WHAT IS ASKED
Quote the line containing "job: trace the outline of every instance of the grass" and all lines that follow it in the listing below, exactly as written.

Segmentation labeling items
===

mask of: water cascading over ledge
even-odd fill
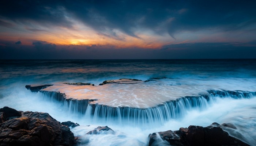
[[[198,96],[187,96],[169,101],[158,105],[140,108],[127,107],[113,107],[91,104],[94,100],[67,99],[65,95],[59,92],[39,91],[41,97],[45,100],[63,102],[63,108],[71,113],[79,113],[87,120],[99,120],[139,125],[157,123],[163,124],[172,119],[177,119],[192,109],[202,110],[206,108],[216,98],[231,97],[238,99],[255,96],[255,92],[209,90],[208,94]]]

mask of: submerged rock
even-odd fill
[[[46,113],[18,111],[5,107],[0,109],[0,145],[72,146],[74,134],[67,126]],[[13,117],[13,116],[18,116]],[[11,117],[10,117],[11,116]]]
[[[103,85],[107,84],[136,84],[143,82],[141,80],[131,78],[120,78],[118,80],[108,80],[105,81],[99,85]]]
[[[76,82],[75,83],[71,83],[70,82],[65,82],[63,84],[65,84],[67,85],[75,85],[76,86],[83,86],[83,85],[89,85],[94,86],[94,84],[91,83],[84,83],[83,82]]]
[[[155,81],[155,80],[161,80],[161,79],[163,79],[164,78],[167,78],[167,77],[151,77],[149,78],[149,79],[147,79],[147,80],[144,81],[145,82],[149,82],[150,81]]]
[[[79,124],[78,124],[77,123],[75,123],[74,122],[72,122],[69,121],[61,122],[61,124],[63,125],[66,125],[68,127],[71,127],[72,128],[74,128],[76,126],[80,126]]]
[[[25,87],[28,90],[30,90],[32,92],[37,92],[42,89],[53,85],[53,84],[35,84],[33,85],[26,85]]]
[[[113,130],[106,126],[104,127],[99,126],[93,130],[88,132],[86,134],[114,134],[114,133],[115,132]]]
[[[219,127],[219,124],[212,123],[203,127],[190,126],[188,128],[180,128],[179,130],[158,132],[163,140],[168,142],[170,145],[181,146],[241,146],[248,145],[229,135]],[[150,134],[149,146],[160,145],[157,143],[156,133]]]

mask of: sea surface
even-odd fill
[[[97,87],[104,81],[120,78],[144,82]],[[151,116],[128,118],[120,114],[106,118],[88,114],[90,106],[87,112],[81,113],[25,88],[80,82],[100,89],[97,93],[105,98],[97,101],[99,107],[129,107],[136,113],[149,111]],[[47,112],[60,122],[78,123],[81,126],[71,130],[82,138],[81,145],[147,146],[150,134],[190,125],[206,127],[215,122],[234,125],[236,129],[226,129],[230,135],[256,145],[255,92],[253,59],[0,60],[0,108]],[[205,95],[210,98],[204,98]],[[178,103],[172,105],[173,101]],[[106,126],[115,134],[85,134]]]

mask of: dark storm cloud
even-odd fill
[[[20,41],[18,41],[15,43],[15,44],[16,45],[21,44],[21,42]]]
[[[108,45],[57,46],[42,41],[34,46],[0,41],[0,58],[10,59],[256,58],[255,42],[200,43],[167,45],[162,49],[113,49]]]
[[[114,29],[138,37],[136,29],[175,37],[182,31],[217,28],[242,30],[256,23],[256,1],[2,0],[0,16],[73,28],[65,17],[99,33],[117,37]]]
[[[16,22],[30,21],[42,25],[72,28],[57,1],[1,0],[0,16]]]
[[[37,41],[33,42],[32,45],[37,49],[48,50],[54,49],[56,47],[56,45],[54,43],[48,43],[45,41]]]

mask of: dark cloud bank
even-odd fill
[[[256,1],[238,0],[3,0],[0,2],[0,25],[7,25],[2,19],[73,29],[69,18],[113,36],[114,29],[136,37],[136,29],[144,28],[175,37],[182,31],[255,28],[256,5]]]
[[[75,29],[71,18],[99,33],[114,38],[118,37],[113,31],[115,29],[138,38],[135,32],[142,28],[151,30],[157,35],[167,33],[174,38],[181,32],[207,29],[221,30],[232,37],[231,32],[256,32],[255,6],[256,1],[237,0],[3,0],[0,1],[0,25],[11,28],[15,24],[29,22],[31,26]],[[41,31],[34,27],[30,30]],[[252,41],[255,38],[248,39],[249,42],[246,43],[183,43],[166,45],[158,49],[118,49],[108,46],[57,46],[43,41],[35,41],[31,45],[26,46],[21,42],[2,41],[0,57],[1,59],[255,58],[256,42]]]
[[[161,49],[113,49],[109,46],[57,46],[37,41],[32,46],[0,42],[2,59],[255,58],[256,41],[248,43],[170,45]]]

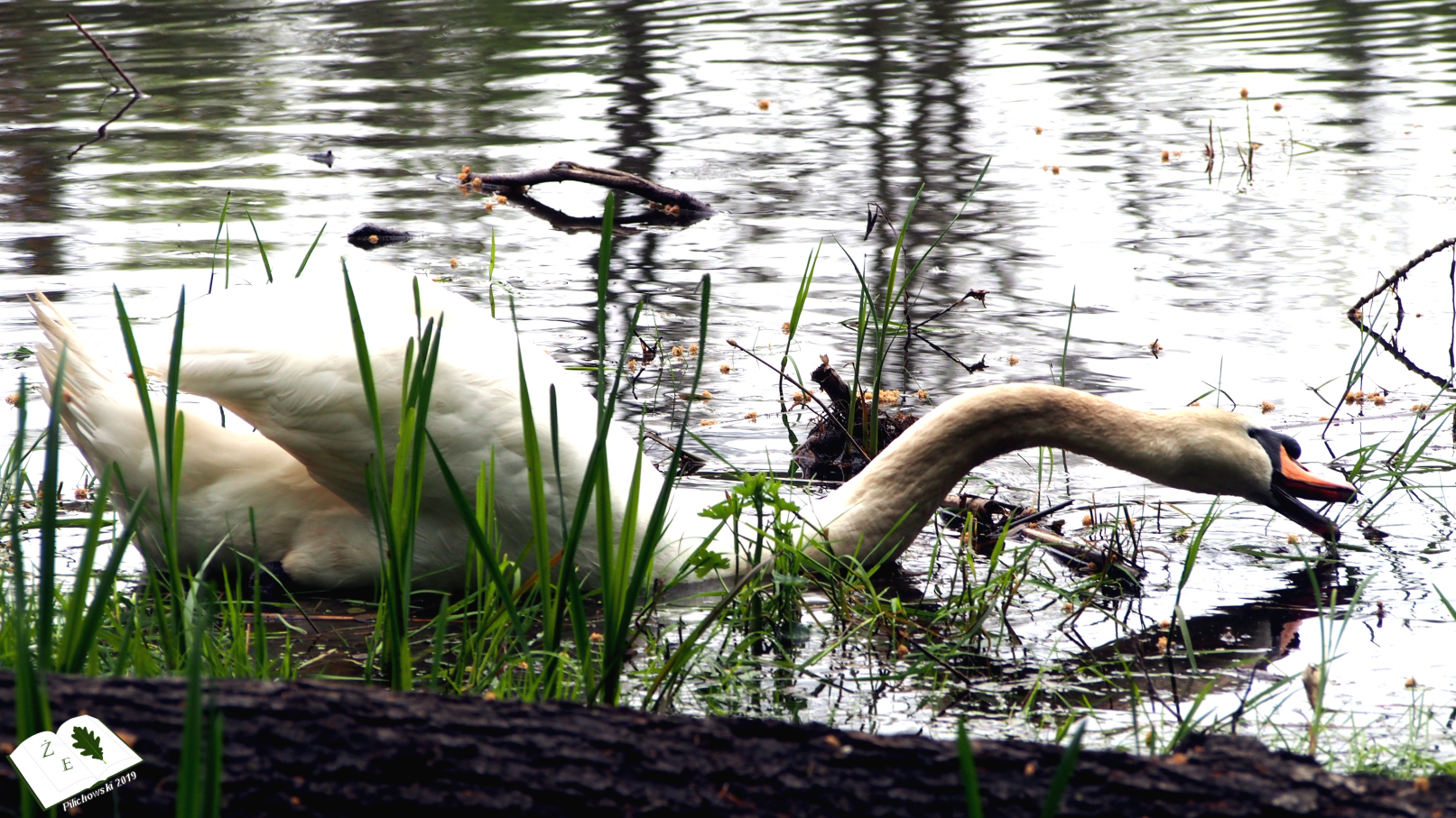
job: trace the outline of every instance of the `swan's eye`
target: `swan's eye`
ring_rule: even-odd
[[[1300,448],[1299,448],[1299,441],[1297,440],[1294,440],[1294,438],[1291,438],[1289,435],[1278,435],[1278,441],[1280,441],[1280,444],[1284,445],[1284,451],[1287,451],[1290,457],[1293,457],[1294,460],[1299,460]]]
[[[1249,437],[1255,442],[1264,447],[1264,451],[1270,456],[1270,463],[1274,470],[1278,472],[1280,461],[1283,460],[1280,454],[1287,454],[1293,460],[1299,460],[1300,448],[1299,441],[1286,435],[1275,432],[1274,429],[1267,429],[1264,426],[1254,426],[1249,429]],[[1283,450],[1283,451],[1281,451]]]

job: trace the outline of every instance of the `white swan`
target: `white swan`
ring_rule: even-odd
[[[531,524],[517,345],[545,453],[552,451],[547,393],[555,387],[556,457],[568,512],[596,440],[596,399],[543,351],[437,284],[384,265],[358,265],[351,278],[386,429],[397,428],[405,342],[418,330],[415,282],[424,319],[444,319],[428,425],[462,483],[473,480],[494,453],[502,541],[521,556]],[[73,441],[93,467],[116,463],[128,486],[154,485],[134,386],[96,364],[48,301],[39,298],[35,313],[47,336],[39,361],[48,383],[54,384],[58,351],[70,349],[63,419]],[[143,360],[159,373],[167,360],[170,323],[154,329],[157,335],[143,341]],[[377,576],[379,546],[363,479],[374,441],[342,277],[232,288],[188,304],[179,386],[217,400],[262,432],[233,432],[188,416],[181,488],[183,560],[195,565],[226,537],[234,550],[250,553],[246,520],[252,507],[259,556],[281,560],[294,582],[335,588],[367,585]],[[1294,498],[1348,502],[1356,495],[1338,476],[1302,466],[1293,438],[1239,415],[1216,409],[1142,412],[1070,389],[1013,384],[973,390],[939,406],[858,477],[812,504],[807,517],[818,523],[836,556],[893,559],[970,469],[1035,445],[1086,454],[1178,489],[1242,496],[1331,540],[1338,537],[1334,523]],[[392,451],[393,444],[386,441],[386,448]],[[614,525],[623,520],[625,488],[638,457],[633,440],[614,428],[609,438]],[[555,488],[553,457],[546,460],[546,485]],[[641,496],[655,498],[661,485],[657,472],[644,467],[641,480]],[[556,552],[561,517],[555,491],[547,491],[547,504]],[[658,576],[676,573],[697,547],[702,534],[695,531],[702,527],[695,523],[702,520],[692,511],[674,512],[655,555]],[[641,528],[646,514],[639,517]],[[590,582],[597,537],[594,515],[588,521],[578,565]],[[425,585],[459,587],[466,544],[446,483],[431,470],[421,504],[415,575]],[[524,557],[529,563],[529,555]],[[731,563],[729,572],[747,568],[745,560]]]

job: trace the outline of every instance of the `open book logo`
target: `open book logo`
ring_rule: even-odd
[[[22,741],[10,763],[41,806],[50,809],[141,764],[141,757],[100,719],[76,716],[55,732],[38,732]]]

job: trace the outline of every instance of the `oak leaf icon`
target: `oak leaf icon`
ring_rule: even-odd
[[[100,738],[98,738],[92,731],[83,726],[76,726],[76,729],[71,731],[71,741],[74,742],[73,747],[82,751],[82,755],[90,755],[98,761],[105,761],[105,758],[102,758]]]

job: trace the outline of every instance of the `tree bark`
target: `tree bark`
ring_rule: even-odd
[[[965,815],[952,744],[824,725],[248,680],[208,683],[224,713],[224,815]],[[52,719],[86,712],[144,758],[82,815],[173,811],[186,686],[47,680]],[[0,741],[15,742],[0,674]],[[977,741],[986,815],[1041,814],[1063,750]],[[0,764],[0,811],[19,799]],[[115,802],[112,799],[116,799]],[[1456,779],[1340,776],[1257,741],[1201,736],[1150,758],[1085,751],[1060,815],[1452,817]],[[421,814],[424,815],[424,814]]]

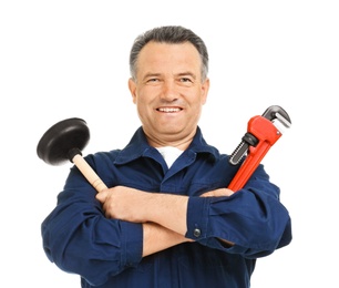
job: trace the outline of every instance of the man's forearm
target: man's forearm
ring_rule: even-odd
[[[172,194],[147,194],[146,218],[173,232],[185,235],[187,232],[187,196]]]
[[[181,243],[192,241],[183,235],[155,223],[144,223],[143,232],[143,257],[167,249]]]

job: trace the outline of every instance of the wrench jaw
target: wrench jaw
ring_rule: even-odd
[[[268,119],[270,122],[279,121],[287,128],[289,128],[291,125],[289,115],[282,107],[278,105],[269,106],[261,116]]]
[[[247,133],[240,144],[229,156],[229,163],[237,165],[245,157],[228,188],[234,192],[244,187],[254,171],[260,164],[268,150],[282,135],[282,128],[288,128],[291,121],[280,106],[268,107],[261,116],[254,116],[247,124]]]

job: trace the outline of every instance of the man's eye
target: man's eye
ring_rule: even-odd
[[[147,80],[147,82],[157,82],[157,81],[158,81],[157,78],[151,78],[151,79]]]
[[[192,83],[192,80],[189,78],[181,78],[182,83]]]

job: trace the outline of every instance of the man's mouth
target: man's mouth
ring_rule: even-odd
[[[156,110],[160,111],[160,112],[165,112],[165,113],[175,113],[175,112],[182,111],[183,109],[181,109],[181,107],[160,107],[160,109],[156,109]]]

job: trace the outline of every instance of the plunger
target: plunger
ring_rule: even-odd
[[[71,161],[90,182],[101,192],[106,185],[82,157],[81,151],[90,140],[90,130],[84,120],[72,117],[58,122],[41,137],[37,146],[38,156],[50,165],[60,165]]]

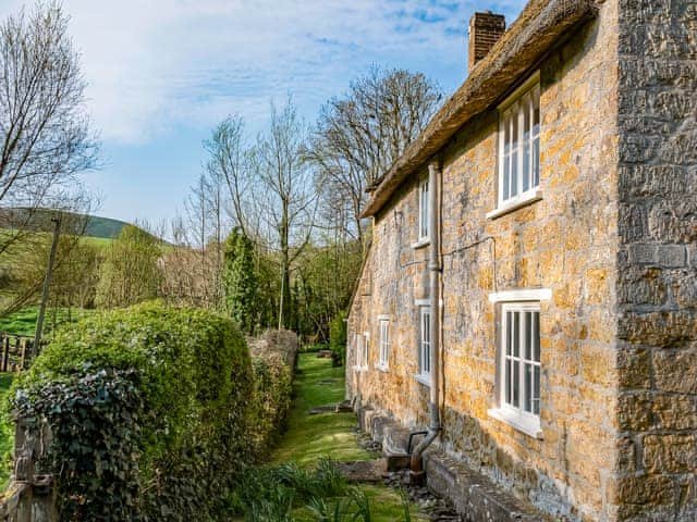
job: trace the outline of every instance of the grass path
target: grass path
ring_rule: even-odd
[[[311,408],[340,402],[344,398],[343,368],[332,368],[330,359],[318,359],[314,353],[299,357],[302,373],[295,376],[295,398],[289,415],[288,431],[271,455],[272,463],[286,461],[298,465],[311,465],[321,457],[338,461],[372,460],[378,458],[363,449],[354,428],[357,425],[353,413],[320,413],[308,415]],[[400,495],[381,485],[360,486],[370,499],[376,522],[404,520]],[[412,520],[426,520],[416,514],[412,506]],[[297,520],[305,520],[297,513]]]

===

TASK ANSWER
job: trace the outline of every instance of the grass path
target: grass path
ring_rule: even-odd
[[[311,408],[340,402],[344,398],[343,368],[332,368],[330,359],[318,359],[314,353],[299,357],[302,373],[295,376],[295,398],[289,415],[288,431],[271,455],[272,463],[286,461],[298,465],[311,465],[321,457],[338,461],[372,460],[378,458],[363,449],[354,428],[357,425],[353,413],[320,413],[308,415]],[[400,495],[381,485],[360,486],[370,499],[376,522],[404,520]],[[412,520],[426,520],[416,514],[412,506]],[[297,520],[305,520],[297,513]]]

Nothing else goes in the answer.